:: EXCERTO FORNECIDO ::
◇ ◇ ◇ ◇ ◇ ◇ ◇

Responderam os recorridos, em síntese de conclusão de alegação:
- o tribunal não pode conhecer das questões novas suscitadas pelo recorrente, que representam uma perspectiva completamente diferente daquela que ele apresentou na contestação;
- o contrato celebrado é de compra e venda, e a discussão se é ou não um contrato desse tipo envolve uma questão nova, porque não suscitada na contestação;
- o acórdão recorrido não é nulo, porque se pronunciou sobre todas as questões de que devia conhecer:
- têm direito de preferência na venda do prédio por dele serem arrendatários rurais.

Por acórdão proferido no dia 15 de Junho de 2005, a Relação pronunciou-se no sentido negativo sobre a nulidade arguida pelo recorrente, afirmando que este, ao pretender o alargamento da discussão a aspectos novos nunca trazidos ao processo, que lhe estava vedada, extravasava da função do recurso.

II
É a seguinte a factualidade declarada provada no acórdão recorrido:
1. A propriedade agrícola denominada Quinta do Costeado, sita no lugar de seu nome, freguesia de Creixomil, Município de Guimarães, constituída por casa de habitação e lavoura, anexos e vários campos de cultivo, foi arrendada ao bisavô do autor, T, por antecessores dos réus, no princípio do século dezanove, através de documento escrito que se extraviou, para cultivar em condições de uma exploração regular, contra o pagamento de uma retribuição anual de cereal e parceria no vinho, por períodos anuais, sucessivamente renovados, de Santos a Santos, de 31 de Outubro a 1 de Novembro do ano seguinte.
2. Os autores são, há cerca de 60 anos, arrendatários rurais do prédio mencionado sob 1, tendo tal contrato sido transmitido de geração em geração, sucessivamente, aos ascendentes do autor.
3. Há cerca de 60 anos, passaram a ser os autores que, contra o pagamento da renda de 10 carros de milho e metade do vinho, ficaram a cultivar a dita quinta, em condições de uma exploração regular, predominantemente com o auxílio das pessoas do seu agregado familiar, nomeadamente os seus numerosos filhos.

◇ ◇ ◇ ◇ ◇ ◇ ◇

:: DADOS REGISTADOS ::
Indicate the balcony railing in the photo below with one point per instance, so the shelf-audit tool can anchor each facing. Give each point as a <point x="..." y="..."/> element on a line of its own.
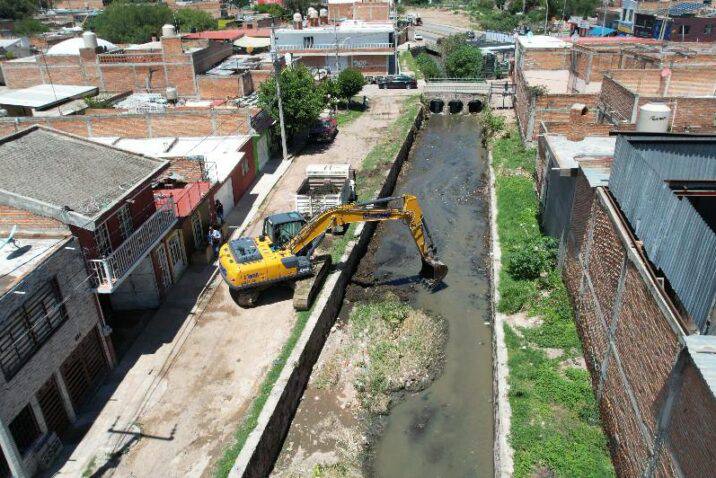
<point x="332" y="47"/>
<point x="110" y="271"/>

◇ ◇ ◇ ◇ ◇ ◇ ◇

:: OBJETIVO DA TAREFA ::
Prossiga o excerto do acórdão sobre o arrendamento rural da Quinta do Costeado, redigindo a continuação a partir do facto provado n.º 3.

:: RESULTADO DO EXERCÍCIO ::
4. Em 1996 e como política municipal de ordenamento da área da Reserva Agrícola Nacional conhecida como da Veiga de Creixomil - S. Miguel de Creixomil - freguesia do concelho de Guimarães, a sul poente do núcleo central da cidade de Guimarães, numa extensão plaina que se estende até às freguesias de S. Tiago de Candoso e Silvares, como tal perfeitamente demarcada e identificada no Plano Director Municipal de Guimarães, aprovado por resolução do Conselho de Ministros nº 101/94, mas permanentemente sujeita a fortes pressões urbanísticas, a Câmara Municipal de Guimarães gizou ou começou a programar uma sua intervenção na quase totalidade dessa vasta mancha de terreno, dentro de princípios da sua preservação, quer projectando aqui e ali, sobretudo nas orlas sul e poente, equipamentos que afastariam essas apetências privadas por um espaço a resguardar, tanto mais que a circular urbana fechava já e de alguma forma a zona nascente e, a curto prazo, a construção da ligação da A7 à cidade, hoje concluída, e isso mesmo iria suceder a norte e completado a noroeste pela reestruturação da nova ligação a Pevidém.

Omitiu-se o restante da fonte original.